#### [Page extract]
━━━━━━━━━━━━━━━━━━━━━━━━━━━━━━

On Sun, Aug 26, 2001 at 02:59:28PM -0500, Steve Howard wrote:
> Not the case in this question. What is being returned is the reference -
> values other than a single reference are not being copied. This is how
> fetchrow_arrayref works as well - only a reference to the array is returned,
> but when columns are bound, the reference must be dereferenced somehow so
> that I get to the values of the columns as I bound them. I expected there to
> be noticeable overhead there, and was thinking by not binding columns, and
> dereferencing the returned reference directly I should be able to avoid that
> small overhead. My question is aksed because there is NO difference - not
> that the direct dereference is slower.

Benchmarks are very tricky.

> Try what I wrote. You'll get an array reference as the value of $row - not
> an array. so
> 
> $row = $selecth->fetch;       #returns a reference - not an array
> 
> is not the same as:
> 
> @row = $selecth->fetchrow;    #copies into an array.

━━━━━━━━━━━━━━━━━━━━━━━━━━━━━━

Records pointing to named objects
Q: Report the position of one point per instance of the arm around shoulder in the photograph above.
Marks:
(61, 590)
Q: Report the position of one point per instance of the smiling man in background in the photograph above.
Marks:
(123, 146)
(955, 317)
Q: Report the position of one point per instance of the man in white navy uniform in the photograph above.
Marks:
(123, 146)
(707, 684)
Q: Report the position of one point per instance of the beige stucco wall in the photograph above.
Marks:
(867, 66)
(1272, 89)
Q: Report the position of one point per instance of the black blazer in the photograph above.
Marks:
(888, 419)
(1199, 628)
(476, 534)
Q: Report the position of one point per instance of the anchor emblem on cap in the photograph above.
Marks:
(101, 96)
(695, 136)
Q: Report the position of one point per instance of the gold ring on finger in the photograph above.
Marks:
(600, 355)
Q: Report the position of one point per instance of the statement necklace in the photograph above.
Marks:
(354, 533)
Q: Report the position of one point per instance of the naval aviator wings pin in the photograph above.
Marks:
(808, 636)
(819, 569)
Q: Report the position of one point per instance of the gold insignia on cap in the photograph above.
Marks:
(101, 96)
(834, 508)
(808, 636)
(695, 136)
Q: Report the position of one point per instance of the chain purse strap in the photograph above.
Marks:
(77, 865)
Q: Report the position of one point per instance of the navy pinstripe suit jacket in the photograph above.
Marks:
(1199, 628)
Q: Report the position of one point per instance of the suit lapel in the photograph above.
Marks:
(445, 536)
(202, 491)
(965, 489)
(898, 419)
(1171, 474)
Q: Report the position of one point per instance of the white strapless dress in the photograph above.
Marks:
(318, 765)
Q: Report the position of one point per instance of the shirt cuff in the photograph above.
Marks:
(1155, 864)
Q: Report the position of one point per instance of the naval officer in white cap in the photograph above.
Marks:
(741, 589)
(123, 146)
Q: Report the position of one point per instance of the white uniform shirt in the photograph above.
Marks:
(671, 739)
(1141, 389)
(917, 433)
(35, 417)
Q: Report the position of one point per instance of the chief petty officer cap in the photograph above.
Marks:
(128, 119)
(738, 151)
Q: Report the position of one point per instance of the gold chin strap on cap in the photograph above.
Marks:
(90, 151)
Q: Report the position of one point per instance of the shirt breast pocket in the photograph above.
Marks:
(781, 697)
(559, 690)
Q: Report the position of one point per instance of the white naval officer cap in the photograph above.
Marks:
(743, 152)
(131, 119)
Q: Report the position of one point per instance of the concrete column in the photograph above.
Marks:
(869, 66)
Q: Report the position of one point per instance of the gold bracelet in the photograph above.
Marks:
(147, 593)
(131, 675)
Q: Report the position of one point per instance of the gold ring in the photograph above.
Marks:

━━━━━━━━━━━━━━━━━━━━━━━━━━━━━━

#### [Exercise aim]
Set down the passage from the message about fetchrow_arrayref above, starting with "On Sun, Aug" and going on through "dereference is slower.", word for word.

#### [Exercise output]
On Sun, Aug 26, 2001 at 02:59:28PM -0500, Steve Howard wrote:
> Not the case in this question. What is being returned is the reference -
> values other than a single reference are not being copied. This is how
> fetchrow_arrayref works as well - only a reference to the array is returned,
> but when columns are bound, the reference must be dereferenced somehow so
> that I get to the values of the columns as I bound them. I expected there to
> be noticeable overhead there, and was thinking by not binding columns, and
> dereferencing the returned reference directly I should be able to avoid that
> small overhead. My question is aksed because there is NO difference - not
> that the direct dereference is slower.